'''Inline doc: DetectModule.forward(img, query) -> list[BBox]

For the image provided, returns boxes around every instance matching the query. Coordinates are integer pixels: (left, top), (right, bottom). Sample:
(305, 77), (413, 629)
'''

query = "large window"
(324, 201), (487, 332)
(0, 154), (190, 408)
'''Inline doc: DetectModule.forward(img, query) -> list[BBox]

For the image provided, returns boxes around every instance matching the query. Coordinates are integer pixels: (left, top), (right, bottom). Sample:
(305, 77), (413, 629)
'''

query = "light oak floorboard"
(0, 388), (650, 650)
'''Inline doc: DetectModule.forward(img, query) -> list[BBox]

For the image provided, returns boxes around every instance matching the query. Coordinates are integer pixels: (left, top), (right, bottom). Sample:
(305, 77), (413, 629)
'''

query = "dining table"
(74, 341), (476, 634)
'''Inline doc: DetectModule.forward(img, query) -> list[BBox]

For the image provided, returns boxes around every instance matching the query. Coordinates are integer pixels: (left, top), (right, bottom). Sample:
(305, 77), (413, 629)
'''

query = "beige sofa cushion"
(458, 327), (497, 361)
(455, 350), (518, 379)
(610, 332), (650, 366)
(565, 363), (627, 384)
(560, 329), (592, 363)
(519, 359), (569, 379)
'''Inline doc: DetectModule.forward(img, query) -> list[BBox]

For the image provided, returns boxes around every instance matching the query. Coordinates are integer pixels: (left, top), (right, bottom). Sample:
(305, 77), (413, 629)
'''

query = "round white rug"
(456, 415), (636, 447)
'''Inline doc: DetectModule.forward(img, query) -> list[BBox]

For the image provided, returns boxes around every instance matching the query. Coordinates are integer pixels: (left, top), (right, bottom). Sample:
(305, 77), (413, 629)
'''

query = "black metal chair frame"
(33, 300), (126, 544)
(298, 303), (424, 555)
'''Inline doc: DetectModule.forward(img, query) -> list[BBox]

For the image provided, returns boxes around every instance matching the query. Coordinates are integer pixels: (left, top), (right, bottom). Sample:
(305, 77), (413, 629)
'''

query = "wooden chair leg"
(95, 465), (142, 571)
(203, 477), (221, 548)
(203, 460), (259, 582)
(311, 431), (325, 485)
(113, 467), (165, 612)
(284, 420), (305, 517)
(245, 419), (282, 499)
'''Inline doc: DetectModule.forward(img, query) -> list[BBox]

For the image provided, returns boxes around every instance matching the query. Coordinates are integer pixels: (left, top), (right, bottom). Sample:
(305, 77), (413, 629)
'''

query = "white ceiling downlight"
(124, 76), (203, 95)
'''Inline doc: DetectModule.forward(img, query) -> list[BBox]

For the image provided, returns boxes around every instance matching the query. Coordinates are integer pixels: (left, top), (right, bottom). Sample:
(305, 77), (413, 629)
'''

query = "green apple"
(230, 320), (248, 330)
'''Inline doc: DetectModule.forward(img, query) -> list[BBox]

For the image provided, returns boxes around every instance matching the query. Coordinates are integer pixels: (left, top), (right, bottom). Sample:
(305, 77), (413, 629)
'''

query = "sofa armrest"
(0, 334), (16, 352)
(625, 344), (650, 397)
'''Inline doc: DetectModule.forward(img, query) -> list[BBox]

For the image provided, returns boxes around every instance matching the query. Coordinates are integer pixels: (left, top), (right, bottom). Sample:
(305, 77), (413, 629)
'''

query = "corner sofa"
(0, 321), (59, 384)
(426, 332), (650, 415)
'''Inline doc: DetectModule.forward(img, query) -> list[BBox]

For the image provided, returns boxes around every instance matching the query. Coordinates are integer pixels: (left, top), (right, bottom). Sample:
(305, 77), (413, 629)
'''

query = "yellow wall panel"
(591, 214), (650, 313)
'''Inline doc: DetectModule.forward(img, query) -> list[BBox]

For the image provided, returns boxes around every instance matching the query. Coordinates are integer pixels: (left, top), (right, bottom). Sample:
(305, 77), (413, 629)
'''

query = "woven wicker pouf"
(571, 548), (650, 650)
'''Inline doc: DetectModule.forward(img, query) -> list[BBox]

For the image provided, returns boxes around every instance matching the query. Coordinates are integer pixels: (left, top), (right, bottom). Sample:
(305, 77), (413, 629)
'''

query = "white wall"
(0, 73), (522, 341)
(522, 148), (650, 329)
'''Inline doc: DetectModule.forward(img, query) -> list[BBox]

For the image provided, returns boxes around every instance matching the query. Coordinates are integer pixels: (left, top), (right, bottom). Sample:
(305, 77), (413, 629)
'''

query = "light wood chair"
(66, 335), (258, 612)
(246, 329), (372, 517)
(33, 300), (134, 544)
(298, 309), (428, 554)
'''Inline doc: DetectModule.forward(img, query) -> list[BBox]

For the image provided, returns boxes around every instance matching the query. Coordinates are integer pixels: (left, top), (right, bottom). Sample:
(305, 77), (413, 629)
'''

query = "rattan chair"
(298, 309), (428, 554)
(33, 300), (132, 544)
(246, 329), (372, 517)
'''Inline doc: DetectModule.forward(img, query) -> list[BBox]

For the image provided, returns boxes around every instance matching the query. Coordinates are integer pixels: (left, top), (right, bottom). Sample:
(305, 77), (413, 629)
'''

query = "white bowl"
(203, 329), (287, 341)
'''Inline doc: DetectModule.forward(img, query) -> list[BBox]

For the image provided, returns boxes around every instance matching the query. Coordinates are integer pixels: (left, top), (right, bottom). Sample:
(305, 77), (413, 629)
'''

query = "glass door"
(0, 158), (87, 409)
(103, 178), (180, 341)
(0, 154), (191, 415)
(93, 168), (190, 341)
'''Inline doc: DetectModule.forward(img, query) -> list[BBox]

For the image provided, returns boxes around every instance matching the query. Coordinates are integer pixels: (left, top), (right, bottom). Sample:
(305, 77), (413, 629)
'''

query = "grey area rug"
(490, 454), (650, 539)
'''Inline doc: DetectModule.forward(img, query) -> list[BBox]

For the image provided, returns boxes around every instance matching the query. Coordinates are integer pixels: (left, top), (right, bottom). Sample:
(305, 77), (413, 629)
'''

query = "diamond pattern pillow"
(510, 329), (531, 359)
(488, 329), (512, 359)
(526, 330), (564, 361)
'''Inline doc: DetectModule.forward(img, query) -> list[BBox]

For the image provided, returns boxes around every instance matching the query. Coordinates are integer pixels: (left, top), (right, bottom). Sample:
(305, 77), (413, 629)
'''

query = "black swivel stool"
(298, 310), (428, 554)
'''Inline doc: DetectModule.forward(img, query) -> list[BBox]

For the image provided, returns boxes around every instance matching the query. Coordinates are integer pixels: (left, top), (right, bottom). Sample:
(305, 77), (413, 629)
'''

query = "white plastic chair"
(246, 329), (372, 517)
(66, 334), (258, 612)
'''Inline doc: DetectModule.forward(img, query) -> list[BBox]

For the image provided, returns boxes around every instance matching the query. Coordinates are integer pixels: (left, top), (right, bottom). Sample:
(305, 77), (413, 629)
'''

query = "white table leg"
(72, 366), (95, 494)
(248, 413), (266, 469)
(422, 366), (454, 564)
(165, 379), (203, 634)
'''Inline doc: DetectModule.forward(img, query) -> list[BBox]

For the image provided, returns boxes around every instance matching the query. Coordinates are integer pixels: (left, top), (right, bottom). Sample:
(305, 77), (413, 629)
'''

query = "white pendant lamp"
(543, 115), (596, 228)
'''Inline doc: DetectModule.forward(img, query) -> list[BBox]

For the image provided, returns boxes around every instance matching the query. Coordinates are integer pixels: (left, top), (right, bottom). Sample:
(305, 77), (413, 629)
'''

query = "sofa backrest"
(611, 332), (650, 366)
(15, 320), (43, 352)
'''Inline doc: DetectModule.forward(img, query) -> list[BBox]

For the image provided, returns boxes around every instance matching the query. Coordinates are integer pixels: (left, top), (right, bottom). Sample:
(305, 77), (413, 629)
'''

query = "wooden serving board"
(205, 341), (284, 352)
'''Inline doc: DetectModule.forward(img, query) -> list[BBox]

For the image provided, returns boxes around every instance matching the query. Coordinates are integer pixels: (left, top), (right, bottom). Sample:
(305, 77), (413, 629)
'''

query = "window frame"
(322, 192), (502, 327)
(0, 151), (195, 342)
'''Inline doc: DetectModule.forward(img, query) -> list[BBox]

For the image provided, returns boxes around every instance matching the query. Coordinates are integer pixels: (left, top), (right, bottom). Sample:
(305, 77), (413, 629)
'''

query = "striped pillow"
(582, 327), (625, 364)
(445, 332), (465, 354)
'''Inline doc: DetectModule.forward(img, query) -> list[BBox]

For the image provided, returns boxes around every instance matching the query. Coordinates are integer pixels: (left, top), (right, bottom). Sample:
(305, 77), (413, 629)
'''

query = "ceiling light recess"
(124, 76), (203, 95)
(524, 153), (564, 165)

## Your instructions
Pull out every line of the rows above that contains the word "black", copying each one unchanged.

## Written reply
query = "black metal chair frame"
query = "black swivel stool"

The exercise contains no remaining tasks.